OSHA’s New Report: The Cost of Not Protecting Workers

OSHA reportOSHA has recently released a new report that has many long-term implications for the construction industry. While the report focuses largely on the macro-economic and social consequences of work-related hazards, construction companies with an eye on the long-term should take heed: According to the report, if safety costs start to tip the scale against new construction or even long-standing projects, financial opportunities will be lost.

Big Picture Trends

“Work injuries and illnesses impose heavy costs on workers, families and the economy.”

Trends in the labor market have created new burdens on construction companies, workers and the government programs that support them. “Trends include the increased presence of employees of multiple employers at the same worksite, the pervasive misclassification of wage employees as independent contractors and the widespread use of temporary workers.”

The report also asserts that workers injured on the job often bear the financial cost despite state-based workers compensation programs. While it is difficult to measure the exact numbers of these cases, the financial burden and the long-term social implications on many communities is pronounced. Because lower wage workers also disproportionately bear the burden of occupational injuries and illnesses, this has a negative a trickle-down effect on the economy.

[Source records]

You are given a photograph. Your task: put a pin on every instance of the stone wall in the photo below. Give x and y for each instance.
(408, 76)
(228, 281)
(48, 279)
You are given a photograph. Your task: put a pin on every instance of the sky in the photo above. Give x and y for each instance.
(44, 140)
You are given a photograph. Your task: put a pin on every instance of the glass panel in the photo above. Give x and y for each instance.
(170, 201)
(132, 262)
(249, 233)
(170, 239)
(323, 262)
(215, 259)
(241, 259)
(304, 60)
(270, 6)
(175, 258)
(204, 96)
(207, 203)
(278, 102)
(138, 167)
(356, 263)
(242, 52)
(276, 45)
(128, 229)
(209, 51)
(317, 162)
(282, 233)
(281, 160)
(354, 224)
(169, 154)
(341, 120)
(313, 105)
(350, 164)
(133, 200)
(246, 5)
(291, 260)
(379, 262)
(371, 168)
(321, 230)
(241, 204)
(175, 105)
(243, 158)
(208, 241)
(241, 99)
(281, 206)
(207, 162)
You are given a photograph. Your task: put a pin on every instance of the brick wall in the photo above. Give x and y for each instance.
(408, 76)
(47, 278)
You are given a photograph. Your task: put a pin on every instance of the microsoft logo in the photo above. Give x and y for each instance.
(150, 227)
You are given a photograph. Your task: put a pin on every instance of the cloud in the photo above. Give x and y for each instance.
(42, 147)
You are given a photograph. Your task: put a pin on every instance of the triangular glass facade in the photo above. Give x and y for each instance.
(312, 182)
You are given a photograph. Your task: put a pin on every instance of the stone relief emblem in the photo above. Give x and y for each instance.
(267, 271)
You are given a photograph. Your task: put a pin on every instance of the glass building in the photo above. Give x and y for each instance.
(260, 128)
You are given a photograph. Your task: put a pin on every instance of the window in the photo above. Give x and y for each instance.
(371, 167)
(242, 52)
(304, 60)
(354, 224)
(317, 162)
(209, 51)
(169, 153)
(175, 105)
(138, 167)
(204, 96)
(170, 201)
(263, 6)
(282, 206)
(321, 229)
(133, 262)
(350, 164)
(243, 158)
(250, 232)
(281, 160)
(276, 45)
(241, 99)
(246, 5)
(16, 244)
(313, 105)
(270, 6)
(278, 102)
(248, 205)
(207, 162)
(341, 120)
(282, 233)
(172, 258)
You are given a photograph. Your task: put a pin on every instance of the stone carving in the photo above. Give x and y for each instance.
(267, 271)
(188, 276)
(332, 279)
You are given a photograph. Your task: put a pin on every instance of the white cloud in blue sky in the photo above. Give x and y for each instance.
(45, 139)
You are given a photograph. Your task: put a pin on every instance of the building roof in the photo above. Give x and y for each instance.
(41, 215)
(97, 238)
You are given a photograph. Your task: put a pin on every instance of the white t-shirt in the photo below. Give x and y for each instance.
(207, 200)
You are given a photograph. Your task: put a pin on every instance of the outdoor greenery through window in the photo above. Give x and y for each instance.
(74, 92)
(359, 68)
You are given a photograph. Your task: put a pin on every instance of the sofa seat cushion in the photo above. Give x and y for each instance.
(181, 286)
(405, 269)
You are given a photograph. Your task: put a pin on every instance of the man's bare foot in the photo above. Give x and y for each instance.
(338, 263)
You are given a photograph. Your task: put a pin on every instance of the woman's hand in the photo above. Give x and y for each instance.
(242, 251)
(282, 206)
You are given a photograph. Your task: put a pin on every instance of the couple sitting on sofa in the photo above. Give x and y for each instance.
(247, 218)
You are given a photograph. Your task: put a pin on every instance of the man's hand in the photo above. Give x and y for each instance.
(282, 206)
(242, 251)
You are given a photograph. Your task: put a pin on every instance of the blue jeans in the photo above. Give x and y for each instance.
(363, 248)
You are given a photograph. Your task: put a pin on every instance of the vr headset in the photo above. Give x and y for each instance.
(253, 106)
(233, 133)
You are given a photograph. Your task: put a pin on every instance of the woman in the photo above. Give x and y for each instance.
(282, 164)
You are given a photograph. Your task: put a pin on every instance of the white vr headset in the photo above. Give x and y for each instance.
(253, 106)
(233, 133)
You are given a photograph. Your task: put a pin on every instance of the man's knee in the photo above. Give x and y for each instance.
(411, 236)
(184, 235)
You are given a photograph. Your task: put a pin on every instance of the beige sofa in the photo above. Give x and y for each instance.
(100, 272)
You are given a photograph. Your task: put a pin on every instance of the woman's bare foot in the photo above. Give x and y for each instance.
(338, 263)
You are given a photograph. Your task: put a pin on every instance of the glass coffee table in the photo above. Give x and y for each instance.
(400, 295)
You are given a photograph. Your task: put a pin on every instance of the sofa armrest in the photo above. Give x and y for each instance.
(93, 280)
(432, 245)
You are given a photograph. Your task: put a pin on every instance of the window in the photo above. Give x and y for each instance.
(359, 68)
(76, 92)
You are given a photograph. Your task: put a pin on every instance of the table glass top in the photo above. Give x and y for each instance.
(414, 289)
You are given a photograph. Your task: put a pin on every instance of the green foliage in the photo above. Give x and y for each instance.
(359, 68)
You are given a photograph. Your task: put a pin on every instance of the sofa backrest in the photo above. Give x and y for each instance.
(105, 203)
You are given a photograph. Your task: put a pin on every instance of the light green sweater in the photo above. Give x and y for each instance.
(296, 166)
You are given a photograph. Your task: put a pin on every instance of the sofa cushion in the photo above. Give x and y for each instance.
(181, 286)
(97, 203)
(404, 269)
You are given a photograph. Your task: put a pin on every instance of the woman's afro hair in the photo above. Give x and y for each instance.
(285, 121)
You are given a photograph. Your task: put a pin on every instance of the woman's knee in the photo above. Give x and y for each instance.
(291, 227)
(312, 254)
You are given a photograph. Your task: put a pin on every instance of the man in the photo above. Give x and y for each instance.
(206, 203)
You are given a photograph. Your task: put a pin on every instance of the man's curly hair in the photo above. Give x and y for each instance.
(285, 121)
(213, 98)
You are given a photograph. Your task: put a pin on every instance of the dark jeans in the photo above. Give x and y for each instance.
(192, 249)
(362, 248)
---
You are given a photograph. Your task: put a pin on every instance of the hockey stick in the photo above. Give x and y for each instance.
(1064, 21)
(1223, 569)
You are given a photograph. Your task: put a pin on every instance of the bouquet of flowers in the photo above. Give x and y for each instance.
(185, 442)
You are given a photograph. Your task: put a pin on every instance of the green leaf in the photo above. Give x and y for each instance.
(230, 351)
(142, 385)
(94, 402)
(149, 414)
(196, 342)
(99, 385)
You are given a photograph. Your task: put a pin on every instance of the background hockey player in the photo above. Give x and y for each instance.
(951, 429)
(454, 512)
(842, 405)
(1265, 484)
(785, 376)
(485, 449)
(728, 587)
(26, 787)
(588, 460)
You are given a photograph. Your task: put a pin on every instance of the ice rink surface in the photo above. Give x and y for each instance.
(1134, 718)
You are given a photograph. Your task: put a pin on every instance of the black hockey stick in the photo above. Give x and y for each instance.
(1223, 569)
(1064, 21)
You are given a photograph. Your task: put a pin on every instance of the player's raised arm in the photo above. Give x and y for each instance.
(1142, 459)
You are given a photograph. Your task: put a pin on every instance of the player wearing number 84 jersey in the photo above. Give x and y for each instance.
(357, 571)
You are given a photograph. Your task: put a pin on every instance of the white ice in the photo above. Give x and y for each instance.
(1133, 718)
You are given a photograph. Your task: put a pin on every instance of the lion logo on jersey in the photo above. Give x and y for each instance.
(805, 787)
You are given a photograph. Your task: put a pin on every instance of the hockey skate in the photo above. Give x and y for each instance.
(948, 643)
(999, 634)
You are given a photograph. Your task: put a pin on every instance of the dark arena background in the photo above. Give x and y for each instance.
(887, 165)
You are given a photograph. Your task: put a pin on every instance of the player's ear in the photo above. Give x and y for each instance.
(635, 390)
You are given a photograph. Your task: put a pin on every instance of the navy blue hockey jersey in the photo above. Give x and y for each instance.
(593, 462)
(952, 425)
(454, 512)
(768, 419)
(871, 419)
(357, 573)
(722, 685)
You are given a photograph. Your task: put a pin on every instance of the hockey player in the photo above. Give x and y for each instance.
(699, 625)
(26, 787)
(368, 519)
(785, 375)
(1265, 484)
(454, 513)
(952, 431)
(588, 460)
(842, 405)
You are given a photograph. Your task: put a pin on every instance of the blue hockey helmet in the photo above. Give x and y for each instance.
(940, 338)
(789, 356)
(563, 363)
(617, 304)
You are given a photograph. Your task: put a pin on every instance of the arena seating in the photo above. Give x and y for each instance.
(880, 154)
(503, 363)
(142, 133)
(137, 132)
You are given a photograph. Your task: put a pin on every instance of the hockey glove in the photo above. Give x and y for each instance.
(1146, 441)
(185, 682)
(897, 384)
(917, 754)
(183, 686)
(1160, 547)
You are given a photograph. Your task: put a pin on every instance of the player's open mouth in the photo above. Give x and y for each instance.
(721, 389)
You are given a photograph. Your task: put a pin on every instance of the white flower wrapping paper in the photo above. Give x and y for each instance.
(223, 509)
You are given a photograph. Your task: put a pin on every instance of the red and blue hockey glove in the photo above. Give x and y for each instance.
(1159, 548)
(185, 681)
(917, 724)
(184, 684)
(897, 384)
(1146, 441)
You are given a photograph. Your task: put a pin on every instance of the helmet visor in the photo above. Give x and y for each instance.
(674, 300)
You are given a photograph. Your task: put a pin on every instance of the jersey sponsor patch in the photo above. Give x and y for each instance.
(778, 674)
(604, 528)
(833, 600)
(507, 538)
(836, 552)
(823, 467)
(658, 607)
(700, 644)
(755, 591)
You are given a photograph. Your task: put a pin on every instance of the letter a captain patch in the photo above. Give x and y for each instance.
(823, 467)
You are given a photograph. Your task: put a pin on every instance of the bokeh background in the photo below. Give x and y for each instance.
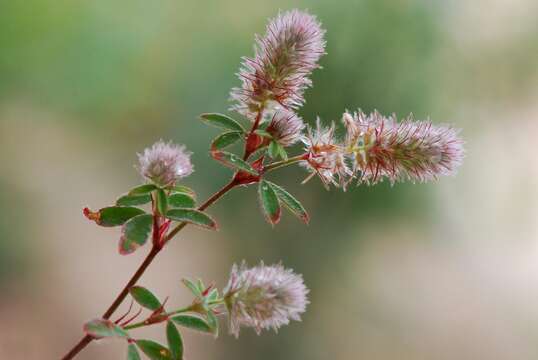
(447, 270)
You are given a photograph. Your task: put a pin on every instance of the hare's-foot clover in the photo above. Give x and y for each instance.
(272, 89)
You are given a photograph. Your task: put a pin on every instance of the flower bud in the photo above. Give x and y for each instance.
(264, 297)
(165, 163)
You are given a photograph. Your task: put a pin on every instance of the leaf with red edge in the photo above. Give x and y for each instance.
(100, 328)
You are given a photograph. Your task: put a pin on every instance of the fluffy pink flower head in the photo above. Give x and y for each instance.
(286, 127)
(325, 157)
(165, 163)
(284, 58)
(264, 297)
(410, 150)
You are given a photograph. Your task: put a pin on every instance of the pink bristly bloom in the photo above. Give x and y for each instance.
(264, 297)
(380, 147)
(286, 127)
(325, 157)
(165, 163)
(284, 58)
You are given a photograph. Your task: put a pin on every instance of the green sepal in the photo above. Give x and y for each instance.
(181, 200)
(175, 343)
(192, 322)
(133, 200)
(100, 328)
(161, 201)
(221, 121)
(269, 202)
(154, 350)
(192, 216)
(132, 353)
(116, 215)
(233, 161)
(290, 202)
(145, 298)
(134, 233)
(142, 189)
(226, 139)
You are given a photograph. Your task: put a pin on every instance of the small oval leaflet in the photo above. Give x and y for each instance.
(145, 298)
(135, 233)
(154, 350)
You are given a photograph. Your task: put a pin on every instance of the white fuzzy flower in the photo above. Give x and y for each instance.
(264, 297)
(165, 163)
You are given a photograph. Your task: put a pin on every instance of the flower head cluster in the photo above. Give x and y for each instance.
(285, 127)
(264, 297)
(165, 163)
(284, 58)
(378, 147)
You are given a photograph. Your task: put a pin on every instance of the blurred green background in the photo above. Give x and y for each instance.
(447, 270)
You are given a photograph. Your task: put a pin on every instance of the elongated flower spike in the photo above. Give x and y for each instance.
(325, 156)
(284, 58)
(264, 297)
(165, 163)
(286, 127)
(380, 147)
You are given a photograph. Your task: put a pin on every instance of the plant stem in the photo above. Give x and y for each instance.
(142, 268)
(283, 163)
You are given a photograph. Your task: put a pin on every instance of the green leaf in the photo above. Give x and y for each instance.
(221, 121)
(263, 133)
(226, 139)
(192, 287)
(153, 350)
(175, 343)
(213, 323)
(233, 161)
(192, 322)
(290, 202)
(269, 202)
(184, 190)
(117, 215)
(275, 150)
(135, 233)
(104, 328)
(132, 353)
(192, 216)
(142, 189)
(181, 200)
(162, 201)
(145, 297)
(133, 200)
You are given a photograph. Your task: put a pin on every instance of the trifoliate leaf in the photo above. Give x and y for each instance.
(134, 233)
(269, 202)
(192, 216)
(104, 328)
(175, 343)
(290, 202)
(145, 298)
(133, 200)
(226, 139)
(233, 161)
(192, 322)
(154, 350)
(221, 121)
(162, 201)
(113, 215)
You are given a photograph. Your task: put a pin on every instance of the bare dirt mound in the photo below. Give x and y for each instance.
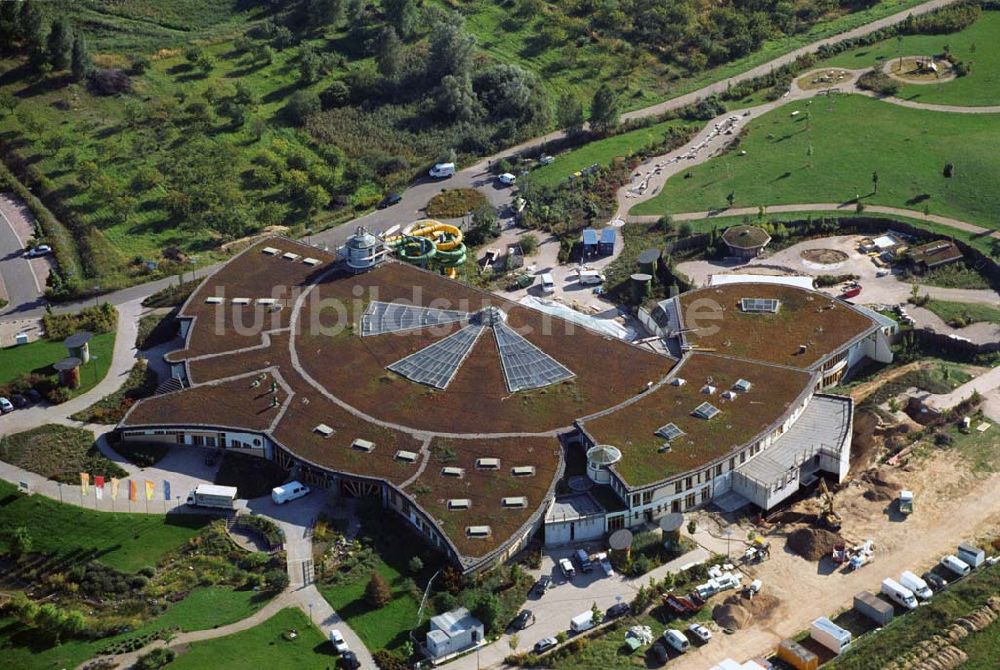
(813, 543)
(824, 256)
==
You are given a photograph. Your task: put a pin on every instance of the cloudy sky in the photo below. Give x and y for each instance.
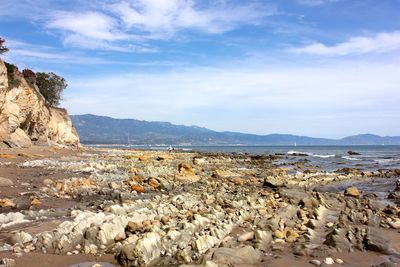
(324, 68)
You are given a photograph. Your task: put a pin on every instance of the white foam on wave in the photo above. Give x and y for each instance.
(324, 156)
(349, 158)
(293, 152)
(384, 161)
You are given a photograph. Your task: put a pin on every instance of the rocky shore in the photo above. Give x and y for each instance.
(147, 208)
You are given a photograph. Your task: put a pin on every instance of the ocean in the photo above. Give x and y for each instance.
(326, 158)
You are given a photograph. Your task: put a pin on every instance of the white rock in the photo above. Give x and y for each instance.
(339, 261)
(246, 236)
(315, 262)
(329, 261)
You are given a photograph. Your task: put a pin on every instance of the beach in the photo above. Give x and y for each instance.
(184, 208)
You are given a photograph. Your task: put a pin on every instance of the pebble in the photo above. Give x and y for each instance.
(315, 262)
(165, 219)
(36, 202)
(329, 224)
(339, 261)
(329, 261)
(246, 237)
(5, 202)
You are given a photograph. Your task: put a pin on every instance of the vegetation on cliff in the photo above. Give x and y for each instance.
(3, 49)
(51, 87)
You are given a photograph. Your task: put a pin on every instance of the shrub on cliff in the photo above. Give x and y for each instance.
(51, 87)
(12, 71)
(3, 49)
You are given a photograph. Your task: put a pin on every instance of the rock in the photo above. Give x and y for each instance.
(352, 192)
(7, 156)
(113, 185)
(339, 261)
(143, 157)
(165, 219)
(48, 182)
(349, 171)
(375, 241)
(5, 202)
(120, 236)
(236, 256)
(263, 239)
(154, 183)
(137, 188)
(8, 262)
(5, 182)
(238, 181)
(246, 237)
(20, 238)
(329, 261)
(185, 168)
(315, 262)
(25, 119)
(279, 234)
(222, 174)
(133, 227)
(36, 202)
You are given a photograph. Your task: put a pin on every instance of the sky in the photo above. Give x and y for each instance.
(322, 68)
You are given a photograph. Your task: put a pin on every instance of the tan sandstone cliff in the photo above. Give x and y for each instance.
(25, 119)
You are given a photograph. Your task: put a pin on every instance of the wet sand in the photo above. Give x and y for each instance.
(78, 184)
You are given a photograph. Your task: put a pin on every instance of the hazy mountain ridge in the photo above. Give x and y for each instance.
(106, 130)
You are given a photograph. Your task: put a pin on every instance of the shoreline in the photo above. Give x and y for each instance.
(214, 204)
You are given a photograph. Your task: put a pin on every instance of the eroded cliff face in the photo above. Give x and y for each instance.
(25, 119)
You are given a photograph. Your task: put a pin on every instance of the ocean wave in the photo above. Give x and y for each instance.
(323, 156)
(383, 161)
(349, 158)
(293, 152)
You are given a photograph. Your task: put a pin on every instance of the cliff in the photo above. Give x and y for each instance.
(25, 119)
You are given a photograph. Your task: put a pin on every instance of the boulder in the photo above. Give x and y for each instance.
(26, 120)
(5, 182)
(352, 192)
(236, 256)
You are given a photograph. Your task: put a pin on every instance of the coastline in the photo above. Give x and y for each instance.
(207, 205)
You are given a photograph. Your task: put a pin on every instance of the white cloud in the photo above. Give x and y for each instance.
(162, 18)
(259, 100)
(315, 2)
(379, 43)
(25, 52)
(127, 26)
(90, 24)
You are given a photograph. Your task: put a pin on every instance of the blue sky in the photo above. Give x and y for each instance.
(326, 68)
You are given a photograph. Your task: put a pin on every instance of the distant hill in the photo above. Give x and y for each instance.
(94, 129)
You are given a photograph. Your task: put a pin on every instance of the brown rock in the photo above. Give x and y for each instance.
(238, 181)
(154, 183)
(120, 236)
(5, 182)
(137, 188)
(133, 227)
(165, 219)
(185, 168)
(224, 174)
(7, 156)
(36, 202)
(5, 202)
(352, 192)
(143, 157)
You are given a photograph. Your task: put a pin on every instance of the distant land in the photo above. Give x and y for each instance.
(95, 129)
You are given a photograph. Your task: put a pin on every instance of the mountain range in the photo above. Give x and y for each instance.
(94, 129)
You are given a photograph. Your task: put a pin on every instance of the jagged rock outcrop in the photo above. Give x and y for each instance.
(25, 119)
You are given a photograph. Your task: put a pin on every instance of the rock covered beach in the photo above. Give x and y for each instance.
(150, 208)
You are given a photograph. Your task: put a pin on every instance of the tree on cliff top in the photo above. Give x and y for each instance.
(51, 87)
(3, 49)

Problem 1 >>
In the OSHA report article, who often ends up paying the financial cost of on-the-job injuries, even with state workers compensation programs?
Problem 2 >>
Write the next paragraph of the OSHA report article, picking up after its final sentence.
The rows have nothing to do with the OSHA report article.

Your response 1 >>
The injured workers themselves.

Your response 2 >>
Bottom-Line Benefits of Protecting Workers

The National Safety Council estimates the cost of fatal and non-fatal work injuries at $198 billion in 2012. These include direct costs: workers’ compensation payments, medical expenses, and costs for legal services as well as indirect costs: training replacement employees, accident investigation and implementation of corrective measures, lost productivity, repairs of damaged equipment and property, and costs associated with lower employee morale and absenteeism.

In McGraw Hill’s “2013 Safety Management in the Construction Industry SmartMarket Report,” 51% of firms reported increases in project ROI; with a fifth of those reporting increase of greater than 5% following the implementation of safety management practices.

An Even Stronger Case for Prevention

The most cost-effective solution to most of these disturbing trends, concludes OSHA and safety managers, is prevention. Although there has been much improvement protecting the health and safety of construction workers, there is room for improvement. Increasingly, the rewards of safety are far outpacing the costs of injury. Safety audits, full-time safety officers and on-going training are some of the important measures that yield results.